**What this task involves:** Restate the data below word for word. Skip any images it contains.
━━ Provided data ━━
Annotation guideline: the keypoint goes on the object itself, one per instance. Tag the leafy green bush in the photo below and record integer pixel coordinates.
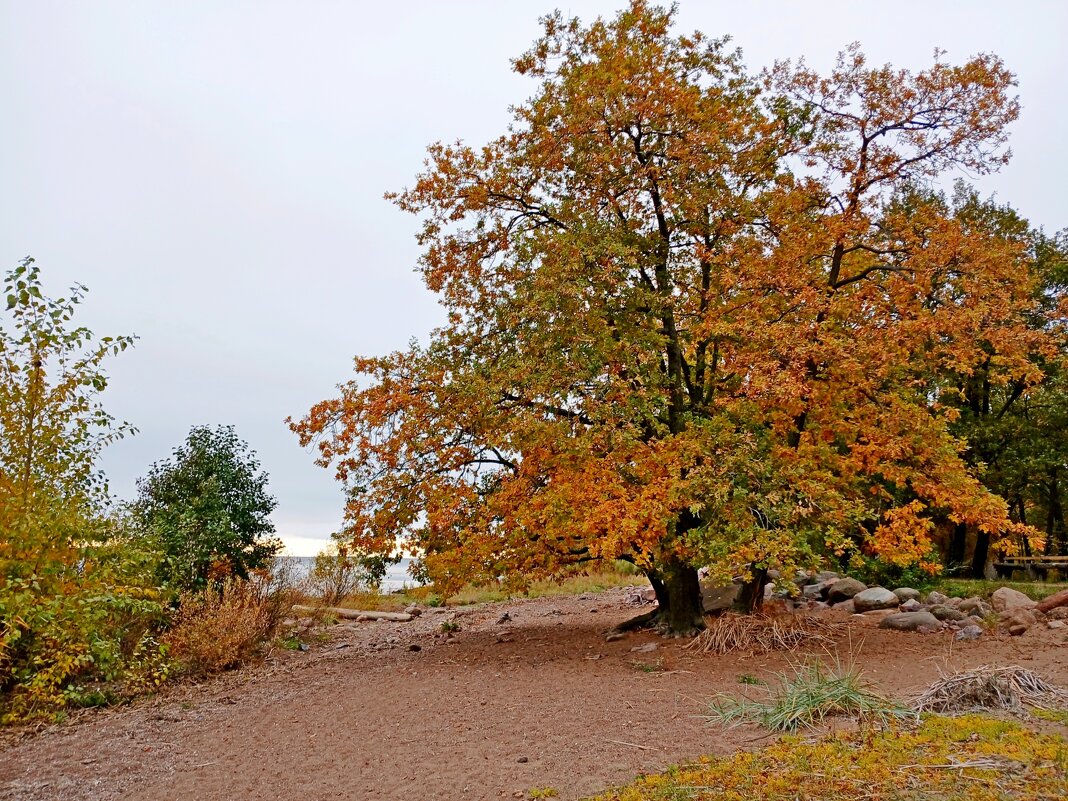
(77, 617)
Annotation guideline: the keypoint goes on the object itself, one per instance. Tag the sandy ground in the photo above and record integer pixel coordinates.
(490, 711)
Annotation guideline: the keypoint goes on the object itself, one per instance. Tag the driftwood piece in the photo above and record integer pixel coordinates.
(355, 614)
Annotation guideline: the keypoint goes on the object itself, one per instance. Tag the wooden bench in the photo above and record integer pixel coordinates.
(1037, 567)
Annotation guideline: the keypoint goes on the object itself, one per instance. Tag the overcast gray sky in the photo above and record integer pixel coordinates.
(214, 172)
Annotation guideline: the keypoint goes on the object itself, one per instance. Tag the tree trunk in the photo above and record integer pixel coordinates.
(979, 558)
(958, 545)
(751, 596)
(680, 611)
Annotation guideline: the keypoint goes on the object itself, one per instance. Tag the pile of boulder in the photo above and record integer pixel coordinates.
(905, 609)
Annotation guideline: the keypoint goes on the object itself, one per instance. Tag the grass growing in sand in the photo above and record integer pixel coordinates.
(969, 757)
(983, 587)
(807, 695)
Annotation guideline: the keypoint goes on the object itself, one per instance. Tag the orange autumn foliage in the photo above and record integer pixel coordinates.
(694, 316)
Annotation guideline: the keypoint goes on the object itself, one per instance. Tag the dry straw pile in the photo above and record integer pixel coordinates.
(760, 634)
(990, 687)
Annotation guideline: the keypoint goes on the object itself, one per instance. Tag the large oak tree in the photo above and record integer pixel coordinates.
(693, 318)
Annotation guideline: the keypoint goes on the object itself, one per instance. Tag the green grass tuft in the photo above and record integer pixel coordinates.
(806, 696)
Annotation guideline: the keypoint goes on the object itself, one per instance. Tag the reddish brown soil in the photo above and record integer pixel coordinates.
(478, 715)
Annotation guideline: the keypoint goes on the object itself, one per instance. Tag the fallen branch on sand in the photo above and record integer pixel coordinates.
(354, 614)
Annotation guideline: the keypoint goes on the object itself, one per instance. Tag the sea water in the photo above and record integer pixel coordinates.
(396, 576)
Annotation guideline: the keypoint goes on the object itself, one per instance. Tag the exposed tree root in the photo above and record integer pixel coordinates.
(654, 621)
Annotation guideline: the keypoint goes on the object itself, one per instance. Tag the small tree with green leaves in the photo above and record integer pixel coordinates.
(72, 610)
(207, 509)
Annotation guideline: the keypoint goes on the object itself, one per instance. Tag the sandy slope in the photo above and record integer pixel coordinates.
(491, 711)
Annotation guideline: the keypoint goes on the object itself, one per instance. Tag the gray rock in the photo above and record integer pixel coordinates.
(907, 593)
(719, 598)
(1017, 621)
(845, 589)
(910, 622)
(944, 612)
(974, 606)
(1005, 599)
(873, 598)
(969, 632)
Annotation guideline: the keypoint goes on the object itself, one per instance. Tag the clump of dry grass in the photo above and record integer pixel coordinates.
(224, 626)
(990, 687)
(763, 633)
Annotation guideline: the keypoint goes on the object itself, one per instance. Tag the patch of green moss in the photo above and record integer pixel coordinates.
(970, 757)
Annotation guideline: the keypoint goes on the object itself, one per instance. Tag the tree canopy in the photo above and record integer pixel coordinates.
(695, 316)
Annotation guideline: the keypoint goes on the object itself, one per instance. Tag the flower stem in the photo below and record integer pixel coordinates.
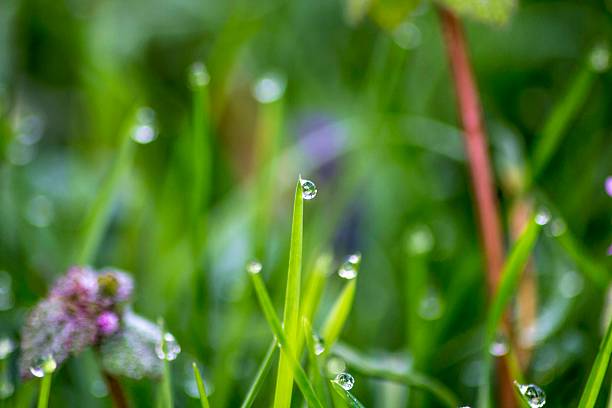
(487, 207)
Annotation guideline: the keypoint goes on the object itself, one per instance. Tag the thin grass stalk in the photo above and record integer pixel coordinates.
(284, 379)
(479, 164)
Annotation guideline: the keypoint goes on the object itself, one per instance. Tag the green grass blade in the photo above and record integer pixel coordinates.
(201, 389)
(97, 218)
(371, 367)
(348, 398)
(45, 389)
(260, 376)
(598, 371)
(340, 310)
(297, 371)
(284, 379)
(510, 277)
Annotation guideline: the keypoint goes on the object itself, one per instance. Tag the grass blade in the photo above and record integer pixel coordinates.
(297, 371)
(340, 310)
(264, 367)
(347, 397)
(201, 389)
(510, 277)
(284, 379)
(598, 372)
(371, 367)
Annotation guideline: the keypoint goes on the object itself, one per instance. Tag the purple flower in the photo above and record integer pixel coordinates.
(108, 323)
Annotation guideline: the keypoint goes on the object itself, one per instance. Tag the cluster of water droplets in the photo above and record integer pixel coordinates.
(345, 380)
(44, 365)
(534, 395)
(144, 131)
(167, 348)
(350, 267)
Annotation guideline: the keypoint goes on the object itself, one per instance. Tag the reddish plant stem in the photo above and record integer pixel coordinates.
(487, 208)
(116, 391)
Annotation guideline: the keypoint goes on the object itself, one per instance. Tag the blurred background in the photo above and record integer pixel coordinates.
(101, 105)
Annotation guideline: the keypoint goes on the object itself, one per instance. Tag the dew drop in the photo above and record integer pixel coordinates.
(6, 347)
(254, 267)
(309, 189)
(43, 366)
(349, 268)
(168, 348)
(198, 75)
(144, 130)
(542, 217)
(534, 395)
(345, 380)
(269, 88)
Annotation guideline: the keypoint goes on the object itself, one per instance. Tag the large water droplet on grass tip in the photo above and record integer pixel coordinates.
(198, 75)
(168, 348)
(254, 267)
(309, 189)
(534, 395)
(345, 380)
(144, 130)
(349, 268)
(43, 366)
(269, 88)
(6, 347)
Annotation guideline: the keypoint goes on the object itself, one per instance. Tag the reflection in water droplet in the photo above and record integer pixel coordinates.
(39, 211)
(269, 88)
(43, 366)
(407, 36)
(168, 349)
(6, 347)
(198, 75)
(600, 58)
(144, 130)
(570, 284)
(254, 267)
(345, 380)
(499, 347)
(350, 267)
(534, 395)
(542, 217)
(309, 189)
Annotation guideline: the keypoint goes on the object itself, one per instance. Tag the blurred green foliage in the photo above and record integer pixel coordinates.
(369, 114)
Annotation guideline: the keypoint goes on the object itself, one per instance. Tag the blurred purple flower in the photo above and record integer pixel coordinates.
(108, 323)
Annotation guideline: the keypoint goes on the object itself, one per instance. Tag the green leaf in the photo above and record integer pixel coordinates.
(297, 371)
(284, 379)
(490, 11)
(598, 372)
(201, 389)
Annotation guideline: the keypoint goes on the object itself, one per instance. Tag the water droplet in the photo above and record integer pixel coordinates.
(40, 212)
(319, 344)
(167, 349)
(542, 217)
(420, 240)
(499, 347)
(269, 88)
(350, 267)
(144, 130)
(345, 380)
(309, 189)
(570, 284)
(407, 36)
(6, 347)
(43, 366)
(600, 58)
(198, 75)
(430, 307)
(534, 395)
(254, 267)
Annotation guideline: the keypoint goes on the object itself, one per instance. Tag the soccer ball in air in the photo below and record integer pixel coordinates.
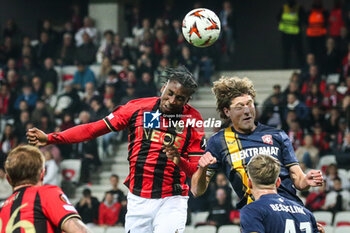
(201, 27)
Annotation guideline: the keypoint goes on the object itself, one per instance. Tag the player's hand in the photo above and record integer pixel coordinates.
(314, 178)
(206, 160)
(36, 137)
(320, 228)
(172, 153)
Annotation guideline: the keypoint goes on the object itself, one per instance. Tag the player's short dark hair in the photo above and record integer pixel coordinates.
(182, 75)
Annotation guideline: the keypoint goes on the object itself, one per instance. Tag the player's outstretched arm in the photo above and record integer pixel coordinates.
(301, 181)
(200, 180)
(36, 137)
(75, 134)
(75, 225)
━━━
**Response for this exercise:**
Annotation guideline: the keypoint goes on the object itself, one per instance. Tag the leafy green bush in the photo below and record integer pixel coordinates.
(77, 617)
Annotation guideline: the keypoint goes on the object itself, one per instance. Tag the sandy ground in the photo above and record integer pixel coordinates.
(490, 711)
Annotation guideline: the keypoint goes on the object itself, one per instance. Tag the driftwood piece in the photo above and record integer pixel coordinates.
(355, 614)
Annotation guideline: the keypoint goes on the object itself, one per instance. Tag the wooden bench in the photo above and record integer pixel coordinates.
(1037, 567)
Annotation guideline: the keypoint goes on the object itself, one per instance. Tag the overcast gray sky in the photo above and record integer pixel coordinates.
(214, 172)
Annotation guideline: the keypoint goes on the object itself, one per instance. Tag the tree trunk in the photo above and record integer pixel coordinates.
(979, 558)
(958, 545)
(751, 596)
(680, 611)
Annotation guideline: the keypoint goes on the object itself, one per instance. Tag the pile of boulder in the photo above and record integer pixel coordinates.
(905, 609)
Annotation guideline: the keypoint goes on the object itself, one per instance. Tag the grass growing in sand in the photo above and record integer pixel coordinates.
(969, 757)
(983, 587)
(807, 695)
Annotation guideline: the keypoint goes on the object itself, one per instance. Tag the orange autumn foliage in the photo above and record integer pixel coordinates.
(694, 316)
Annotation guideline: the keypoint goes on the object itself, one per instance. Tag the dry straw pile in the photo above and record integer pixel coordinates.
(760, 634)
(990, 687)
Annotation guideline: the keypoint goes on the object itself, one per instance. Tag the large oak tree in the photo above and record integer pixel coordinates.
(693, 318)
Annotation guideline: the keypoint goes on the object itself, one per instance. Tag the green grass tuft in the photo above and record integer pixel coordinates.
(806, 696)
Annotation guideline: the keypoint goes on the object itself, one per instance. Tag the reddish brown soil in the photo above and record integer pixel coordinates.
(478, 715)
Annotation guideline: the keypoint goes on the object itself, one per instance. Tag the fallen branch on sand in the photo above and record integer pixel coordinates.
(354, 614)
Annotation guideline: the keypoint goes on the object itself, one per instance. Tag the sea water in the photo above and record integer pixel coordinates.
(396, 576)
Annotation guideline: the keypoint goes on the object itself, one per instance. Tag the exposed tree root in the photo above and record integer pixel coordinates.
(654, 621)
Annotation guideline: the keypoint goes on the object itself, one per instance. Tag the small tree with green leaves in the photo above and record integer pixel coordinates.
(72, 610)
(207, 509)
Annotation guideline: the keypoint goes on the object itself, one per instance. Tag the sandy slope in the photo above and record integer pixel coordinates.
(491, 711)
Annotation guideline: the keypoint goes on the object itself, one per instance. Tag the gray rock in the photo above and record integer pixel coordinates.
(907, 593)
(719, 598)
(1017, 621)
(845, 589)
(910, 622)
(944, 612)
(974, 606)
(1005, 599)
(873, 598)
(969, 632)
Annotation guideline: the keypoint goes on the object itself, one per instance. Tag the clump of dry grass in the photo above and record integer pixel coordinates.
(224, 626)
(990, 687)
(763, 633)
Annotation guideline: the keypoint goes on the object itself, one per instance. Tag the patch of green moss in the photo above and record integer pixel coordinates.
(970, 757)
Annotation guideline: the keypoint goes on the object itself, one per instance. Tag the tree canopy in the photo above and record integer pixel coordinates.
(695, 316)
Annotation guideline: the keypoint goes on the object itself, one per instance. Tag the flower stem in the photo below and record integer pixel coordinates.
(487, 207)
Annotation guideline: the keypoint goes on the object itself, one per instance. Tag the thin grass stalk in the photo above and record integer pixel coordinates.
(284, 379)
(479, 164)
Annotation guideline: the keypoint goes on the object itself, one per instance. Tag the green grass blade in the photo above and record integer pixel coordinates.
(201, 389)
(97, 218)
(371, 367)
(348, 398)
(45, 389)
(260, 376)
(598, 371)
(340, 310)
(297, 371)
(284, 379)
(510, 277)
Annotation guideline: the keypoint goes on the object itself, one per instance. Tag the grass blade in the photo above and record integer pixel coordinates.
(297, 371)
(340, 310)
(264, 367)
(347, 397)
(201, 389)
(510, 277)
(284, 379)
(598, 372)
(371, 367)
Annotation guideline: the keypoint goes on the object itself, one per instance. Tag the purple flower in the photo above and record integer pixel coordinates.
(108, 323)
Annotation guideline: the keypoint goes on the object itself, one per instance. Tag the cluster of water droplets in the photo above and record integer pixel coordinates.
(345, 380)
(44, 365)
(534, 395)
(144, 131)
(167, 348)
(350, 267)
Annotation guideline: the keypoint goes on the object itself, one per instance. Tag the reddish plant stem in the photo above and record integer pixel coordinates.
(487, 208)
(116, 391)
Annotation guideline: the keypoint goes on the object itself, one per instance. Tag the blurred background in the photo above and record integer pixel coordinates.
(101, 105)
Annotation guideline: the keypoint goes on the object itself, one per instance. Tag the dew drop in the photo above and record integer pixel coordinates.
(6, 347)
(254, 267)
(309, 189)
(43, 366)
(349, 268)
(168, 348)
(198, 75)
(144, 130)
(542, 217)
(534, 395)
(345, 380)
(269, 88)
Annotation guideline: the keypoint goes on the object itself, one per instance. Tag the large water droplet on grass tip in the photo above and record integer pixel coordinates.
(198, 75)
(168, 348)
(254, 267)
(309, 189)
(534, 395)
(345, 380)
(144, 130)
(349, 268)
(43, 366)
(269, 88)
(6, 347)
Annotation guideline: the keypoint goes on the object itself, one per instance. Tag the reflection in water droplet in the photo above and record integer pixel coordinates.
(39, 211)
(269, 88)
(43, 366)
(407, 36)
(168, 349)
(6, 347)
(198, 75)
(600, 58)
(144, 130)
(570, 284)
(254, 267)
(345, 380)
(499, 347)
(350, 267)
(534, 395)
(542, 217)
(309, 189)
Annotation guideline: the keypoint goes on the object itself, one per instance. Tag the blurred green foliage in the photo above and record integer pixel coordinates.
(369, 114)
Annotation guideline: the keypoint goes on the object itself, one per instance. Tag the blurred purple flower in the photo above and record integer pixel coordinates.
(108, 323)
Annotation guideline: the keypoint goes on the object itself, one per instance. Tag the green leaf in the photo above and record integer pixel coordinates.
(297, 371)
(284, 379)
(490, 11)
(598, 372)
(201, 389)
Annotation guideline: the keypoint goes on the object itself, one per instance. Tag the water droplet in the photo above and record integer pixel coordinates.
(40, 212)
(319, 344)
(167, 349)
(542, 217)
(420, 240)
(499, 347)
(269, 88)
(350, 267)
(144, 130)
(345, 380)
(309, 189)
(570, 284)
(407, 36)
(6, 347)
(43, 366)
(600, 58)
(198, 75)
(430, 307)
(534, 395)
(254, 267)
Annotation guideline: the keypoint goes on the object itself, one per instance. Tag the soccer ball in air in the photo below and record integer pixel coordinates.
(201, 27)
Annotation guideline: the keypoint goes on the object itself, one per instance. Tag the player's hand in the photo above and record integer pixel coordinates.
(314, 178)
(206, 160)
(36, 137)
(320, 228)
(172, 153)
Annotation guideline: the keypoint goes on the object itself, one per instance. Tag the player's short dark hair in the photo above and record integer pixel coordinates.
(182, 75)
Annotation guideline: the keypoint goes on the object itself, one per instance. Tag the player's outstretched arm in the photo above and record integer pixel coordinates.
(301, 181)
(200, 180)
(36, 137)
(75, 134)
(75, 225)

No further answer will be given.